Task objective:
What is the number of lines in the records that contain "below"? Give only that number.
Records to process Start Marker
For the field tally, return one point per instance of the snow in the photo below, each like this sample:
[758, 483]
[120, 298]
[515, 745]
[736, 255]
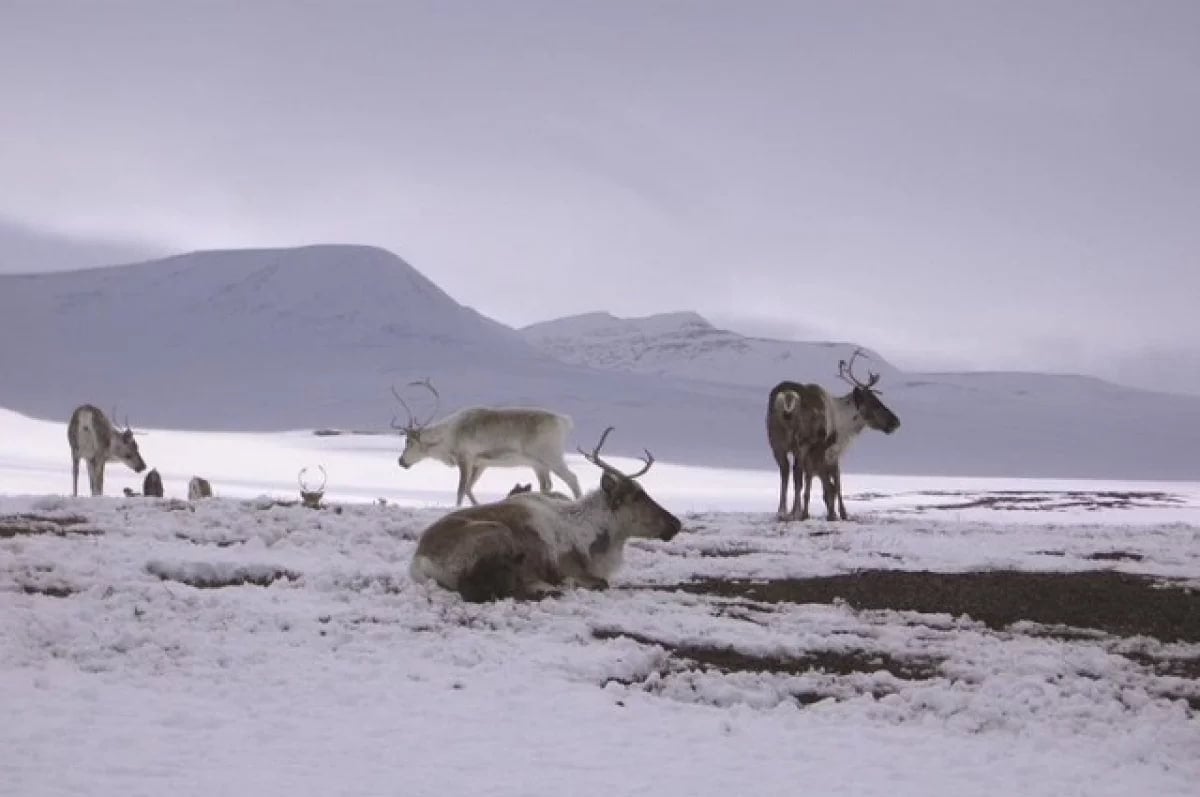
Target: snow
[312, 337]
[342, 676]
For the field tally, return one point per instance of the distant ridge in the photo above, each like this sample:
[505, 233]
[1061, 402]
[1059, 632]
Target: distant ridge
[312, 337]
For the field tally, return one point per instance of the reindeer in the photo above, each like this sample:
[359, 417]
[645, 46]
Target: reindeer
[477, 438]
[849, 415]
[813, 426]
[94, 438]
[198, 489]
[527, 545]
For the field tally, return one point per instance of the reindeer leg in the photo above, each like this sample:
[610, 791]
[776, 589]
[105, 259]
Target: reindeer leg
[799, 490]
[94, 483]
[829, 492]
[544, 483]
[478, 471]
[837, 480]
[781, 461]
[463, 478]
[564, 473]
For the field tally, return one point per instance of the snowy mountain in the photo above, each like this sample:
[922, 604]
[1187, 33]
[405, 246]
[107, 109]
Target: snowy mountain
[984, 423]
[685, 345]
[307, 337]
[313, 336]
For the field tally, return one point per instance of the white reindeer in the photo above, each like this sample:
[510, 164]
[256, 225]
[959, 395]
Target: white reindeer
[815, 427]
[847, 417]
[94, 438]
[528, 544]
[477, 438]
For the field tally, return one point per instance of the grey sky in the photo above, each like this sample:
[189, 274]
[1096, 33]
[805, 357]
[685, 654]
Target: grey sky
[955, 184]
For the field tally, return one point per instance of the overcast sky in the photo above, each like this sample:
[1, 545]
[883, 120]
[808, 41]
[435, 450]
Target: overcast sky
[957, 184]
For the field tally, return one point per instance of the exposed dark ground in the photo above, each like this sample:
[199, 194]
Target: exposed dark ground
[1116, 603]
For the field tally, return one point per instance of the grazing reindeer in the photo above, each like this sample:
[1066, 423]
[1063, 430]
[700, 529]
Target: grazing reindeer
[198, 489]
[527, 545]
[153, 485]
[803, 420]
[849, 415]
[94, 438]
[477, 438]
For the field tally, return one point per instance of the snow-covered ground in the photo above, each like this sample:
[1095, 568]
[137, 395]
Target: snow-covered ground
[341, 677]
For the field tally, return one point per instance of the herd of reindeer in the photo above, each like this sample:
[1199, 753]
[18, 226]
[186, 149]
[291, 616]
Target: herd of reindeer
[532, 544]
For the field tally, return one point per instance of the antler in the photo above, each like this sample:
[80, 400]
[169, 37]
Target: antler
[305, 487]
[413, 424]
[594, 457]
[846, 371]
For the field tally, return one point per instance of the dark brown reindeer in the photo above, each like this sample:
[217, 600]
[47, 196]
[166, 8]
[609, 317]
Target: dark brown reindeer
[477, 438]
[529, 545]
[813, 427]
[94, 439]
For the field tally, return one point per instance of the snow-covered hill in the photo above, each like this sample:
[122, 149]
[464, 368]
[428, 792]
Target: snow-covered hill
[984, 423]
[685, 345]
[312, 337]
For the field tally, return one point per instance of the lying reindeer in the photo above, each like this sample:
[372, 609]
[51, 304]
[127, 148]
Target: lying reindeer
[94, 438]
[528, 545]
[477, 438]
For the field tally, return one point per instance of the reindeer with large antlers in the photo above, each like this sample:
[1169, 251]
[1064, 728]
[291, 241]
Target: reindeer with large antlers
[813, 426]
[477, 438]
[529, 545]
[94, 438]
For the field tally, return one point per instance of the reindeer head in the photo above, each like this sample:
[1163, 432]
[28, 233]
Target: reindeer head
[636, 513]
[787, 402]
[865, 397]
[124, 447]
[414, 448]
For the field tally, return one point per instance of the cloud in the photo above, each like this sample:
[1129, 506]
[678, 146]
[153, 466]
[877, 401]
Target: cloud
[953, 184]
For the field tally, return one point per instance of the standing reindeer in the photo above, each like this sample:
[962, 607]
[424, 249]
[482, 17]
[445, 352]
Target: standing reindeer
[796, 423]
[477, 438]
[803, 420]
[849, 415]
[527, 545]
[94, 438]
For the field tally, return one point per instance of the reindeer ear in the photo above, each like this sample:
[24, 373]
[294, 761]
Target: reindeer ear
[612, 489]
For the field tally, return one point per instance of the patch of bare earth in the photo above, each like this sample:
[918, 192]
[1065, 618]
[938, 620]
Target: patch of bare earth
[1019, 499]
[33, 525]
[1115, 603]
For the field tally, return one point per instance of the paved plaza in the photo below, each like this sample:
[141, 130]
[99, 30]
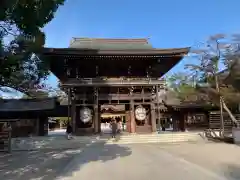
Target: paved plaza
[99, 161]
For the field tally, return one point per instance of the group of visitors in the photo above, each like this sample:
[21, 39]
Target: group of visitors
[115, 127]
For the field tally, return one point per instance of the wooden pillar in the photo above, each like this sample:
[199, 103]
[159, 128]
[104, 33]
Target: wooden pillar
[153, 118]
[73, 115]
[96, 112]
[99, 118]
[132, 118]
[69, 103]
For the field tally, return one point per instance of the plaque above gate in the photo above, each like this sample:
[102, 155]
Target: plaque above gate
[140, 113]
[85, 115]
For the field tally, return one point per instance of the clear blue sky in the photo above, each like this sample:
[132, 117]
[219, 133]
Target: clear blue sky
[168, 23]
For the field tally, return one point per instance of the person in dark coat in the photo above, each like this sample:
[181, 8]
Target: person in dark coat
[69, 131]
[114, 126]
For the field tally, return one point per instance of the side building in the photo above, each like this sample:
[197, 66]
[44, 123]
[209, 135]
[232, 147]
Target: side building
[122, 76]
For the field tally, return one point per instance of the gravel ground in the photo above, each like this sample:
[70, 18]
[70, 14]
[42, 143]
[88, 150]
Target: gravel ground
[154, 162]
[34, 165]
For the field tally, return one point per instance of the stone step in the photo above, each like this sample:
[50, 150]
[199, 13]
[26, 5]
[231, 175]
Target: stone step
[35, 143]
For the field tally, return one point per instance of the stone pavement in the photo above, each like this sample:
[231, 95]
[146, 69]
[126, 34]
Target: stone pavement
[101, 161]
[154, 162]
[34, 165]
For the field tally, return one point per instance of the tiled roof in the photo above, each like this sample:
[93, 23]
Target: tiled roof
[27, 104]
[110, 43]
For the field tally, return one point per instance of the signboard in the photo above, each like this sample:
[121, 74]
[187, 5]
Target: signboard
[140, 113]
[86, 115]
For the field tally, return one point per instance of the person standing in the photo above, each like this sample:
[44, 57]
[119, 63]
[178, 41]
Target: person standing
[114, 128]
[69, 131]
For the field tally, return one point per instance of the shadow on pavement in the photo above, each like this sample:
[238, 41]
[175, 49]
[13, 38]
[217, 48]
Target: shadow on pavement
[95, 152]
[232, 172]
[50, 164]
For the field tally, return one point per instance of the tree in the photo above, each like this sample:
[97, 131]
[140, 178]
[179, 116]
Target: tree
[184, 86]
[210, 56]
[21, 21]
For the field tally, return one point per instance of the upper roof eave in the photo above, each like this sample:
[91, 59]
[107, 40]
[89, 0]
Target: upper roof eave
[84, 51]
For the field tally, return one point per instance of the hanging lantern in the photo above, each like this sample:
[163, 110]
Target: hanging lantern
[140, 113]
[85, 115]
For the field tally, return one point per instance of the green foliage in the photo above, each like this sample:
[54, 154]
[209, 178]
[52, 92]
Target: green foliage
[184, 86]
[22, 66]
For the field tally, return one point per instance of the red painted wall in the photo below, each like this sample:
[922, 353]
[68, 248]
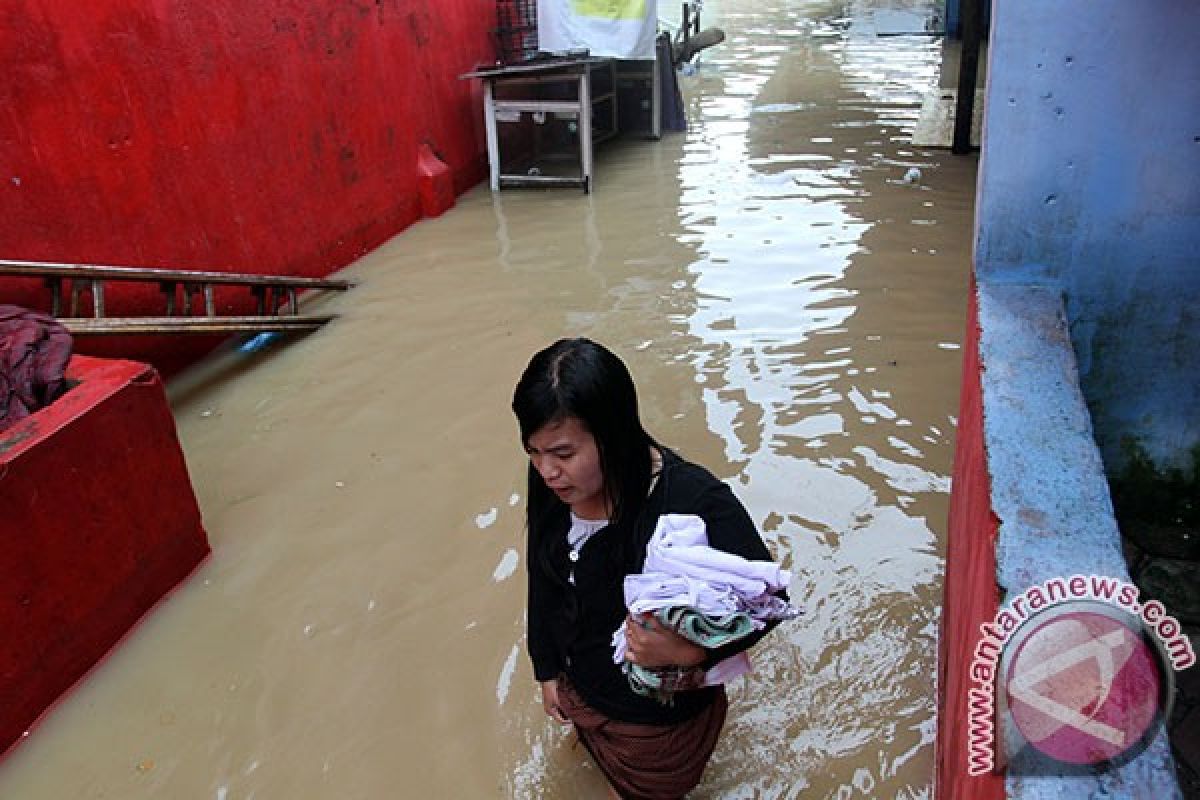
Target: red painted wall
[88, 545]
[280, 136]
[971, 597]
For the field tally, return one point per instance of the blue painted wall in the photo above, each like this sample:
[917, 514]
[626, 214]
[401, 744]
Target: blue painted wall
[1090, 180]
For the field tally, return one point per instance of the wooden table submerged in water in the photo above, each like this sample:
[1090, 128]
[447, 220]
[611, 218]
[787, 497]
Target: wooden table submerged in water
[582, 90]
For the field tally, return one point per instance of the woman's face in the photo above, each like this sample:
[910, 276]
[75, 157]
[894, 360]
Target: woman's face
[565, 455]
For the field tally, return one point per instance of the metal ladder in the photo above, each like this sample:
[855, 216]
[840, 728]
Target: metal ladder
[190, 299]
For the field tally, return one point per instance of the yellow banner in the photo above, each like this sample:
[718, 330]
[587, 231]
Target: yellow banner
[610, 8]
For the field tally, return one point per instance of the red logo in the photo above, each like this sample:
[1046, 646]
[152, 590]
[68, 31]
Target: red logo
[1083, 685]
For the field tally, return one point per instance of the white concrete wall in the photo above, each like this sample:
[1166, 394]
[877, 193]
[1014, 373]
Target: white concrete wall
[1091, 180]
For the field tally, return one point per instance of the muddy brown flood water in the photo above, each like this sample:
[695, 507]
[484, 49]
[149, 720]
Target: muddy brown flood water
[792, 312]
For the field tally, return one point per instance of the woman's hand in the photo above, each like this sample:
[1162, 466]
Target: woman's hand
[550, 701]
[649, 644]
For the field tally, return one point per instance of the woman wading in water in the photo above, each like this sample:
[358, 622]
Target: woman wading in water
[598, 485]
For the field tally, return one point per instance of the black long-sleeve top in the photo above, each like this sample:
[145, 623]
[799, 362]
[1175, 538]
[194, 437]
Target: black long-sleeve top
[570, 626]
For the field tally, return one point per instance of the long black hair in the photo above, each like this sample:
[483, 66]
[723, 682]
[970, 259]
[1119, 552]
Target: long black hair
[583, 379]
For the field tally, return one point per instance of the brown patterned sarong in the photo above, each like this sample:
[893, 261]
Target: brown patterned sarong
[646, 762]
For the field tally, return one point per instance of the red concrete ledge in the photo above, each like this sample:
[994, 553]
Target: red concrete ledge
[97, 522]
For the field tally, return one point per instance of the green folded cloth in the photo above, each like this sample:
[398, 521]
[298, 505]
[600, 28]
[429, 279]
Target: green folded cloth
[709, 632]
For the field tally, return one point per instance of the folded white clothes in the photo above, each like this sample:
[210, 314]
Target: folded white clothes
[683, 570]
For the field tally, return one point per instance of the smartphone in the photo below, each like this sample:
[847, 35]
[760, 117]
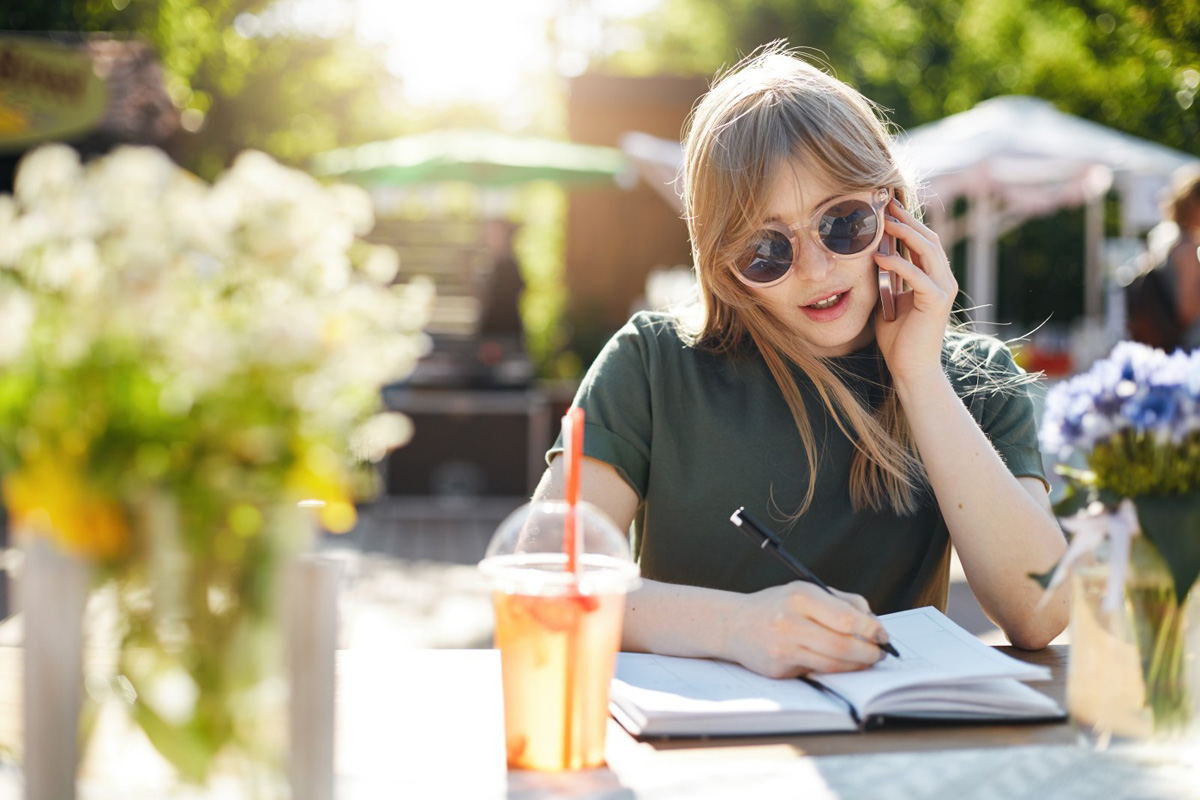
Records to process End Marker
Solution for this exercise:
4